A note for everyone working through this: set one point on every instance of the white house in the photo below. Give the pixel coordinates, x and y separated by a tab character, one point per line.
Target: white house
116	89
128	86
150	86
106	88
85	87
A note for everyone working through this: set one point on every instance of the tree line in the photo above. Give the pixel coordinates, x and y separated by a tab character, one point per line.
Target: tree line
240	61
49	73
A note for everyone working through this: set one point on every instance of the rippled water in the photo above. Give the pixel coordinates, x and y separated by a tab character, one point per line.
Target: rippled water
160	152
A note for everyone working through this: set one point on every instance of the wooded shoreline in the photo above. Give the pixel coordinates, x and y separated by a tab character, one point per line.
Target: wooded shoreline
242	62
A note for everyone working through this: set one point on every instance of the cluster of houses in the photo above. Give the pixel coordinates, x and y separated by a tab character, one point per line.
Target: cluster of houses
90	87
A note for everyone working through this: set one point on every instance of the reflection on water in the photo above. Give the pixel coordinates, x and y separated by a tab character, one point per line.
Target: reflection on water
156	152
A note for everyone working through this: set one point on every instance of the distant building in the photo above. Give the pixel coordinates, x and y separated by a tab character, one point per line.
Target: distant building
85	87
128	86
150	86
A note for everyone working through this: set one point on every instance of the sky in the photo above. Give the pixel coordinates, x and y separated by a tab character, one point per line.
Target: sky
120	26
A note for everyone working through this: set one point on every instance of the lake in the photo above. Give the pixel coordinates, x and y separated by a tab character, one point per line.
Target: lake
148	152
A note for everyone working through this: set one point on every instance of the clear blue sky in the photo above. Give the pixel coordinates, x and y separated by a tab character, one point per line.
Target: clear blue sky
---
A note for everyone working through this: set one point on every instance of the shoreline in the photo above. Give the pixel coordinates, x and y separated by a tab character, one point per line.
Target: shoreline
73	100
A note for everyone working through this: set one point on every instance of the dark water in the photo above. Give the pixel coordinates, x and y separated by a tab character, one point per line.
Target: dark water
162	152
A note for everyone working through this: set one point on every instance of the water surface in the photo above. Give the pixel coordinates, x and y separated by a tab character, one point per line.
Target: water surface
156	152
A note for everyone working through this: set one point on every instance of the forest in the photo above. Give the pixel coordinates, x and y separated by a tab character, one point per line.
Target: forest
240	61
==
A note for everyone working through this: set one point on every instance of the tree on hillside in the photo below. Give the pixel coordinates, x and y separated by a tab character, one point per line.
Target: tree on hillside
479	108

## Problem to work on
Turn the records from the line containing "of the lake" through the line containing "Target: clear blue sky" into a Markdown table with the columns Row and Line. Number each line in Row, put its text in Line, and leave out any blank lines.

## Output for this task
| Row | Line |
|---|---|
| 1 | A note for everyone working through this: set one point on every instance of the lake in the photo above. Give the pixel coordinates, x and y separated by a tab character, one point per line. |
| 2 | Target: lake |
| 3 | 148	152 |
| 4 | A note for everyone working through this: set one point on every instance of the clear blue sky in the photo above. Give the pixel coordinates, x and y separated by a tab character, one point per line. |
| 5 | Target: clear blue sky |